== EXERCISE INPUT
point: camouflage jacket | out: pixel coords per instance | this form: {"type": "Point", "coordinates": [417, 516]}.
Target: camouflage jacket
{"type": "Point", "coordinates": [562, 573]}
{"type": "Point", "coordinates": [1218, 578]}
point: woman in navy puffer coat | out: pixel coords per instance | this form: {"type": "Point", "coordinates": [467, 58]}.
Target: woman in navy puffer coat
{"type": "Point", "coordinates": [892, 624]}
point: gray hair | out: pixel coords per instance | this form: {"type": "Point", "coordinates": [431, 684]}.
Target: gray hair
====
▸ EXERCISE INSTRUCTIONS:
This exercise calls for every record to be restated word for word.

▸ RESULT BELOW:
point: camouflage jacket | out: pixel coords per instance | this form: {"type": "Point", "coordinates": [417, 516]}.
Target: camouflage jacket
{"type": "Point", "coordinates": [562, 573]}
{"type": "Point", "coordinates": [1218, 578]}
point: woman in navy puffer coat | out: pixel coords per instance | this form: {"type": "Point", "coordinates": [467, 58]}.
Target: woman in navy puffer coat
{"type": "Point", "coordinates": [892, 624]}
point: gray hair | out: pixel coords per instance | this form: {"type": "Point", "coordinates": [431, 684]}.
Target: gray hair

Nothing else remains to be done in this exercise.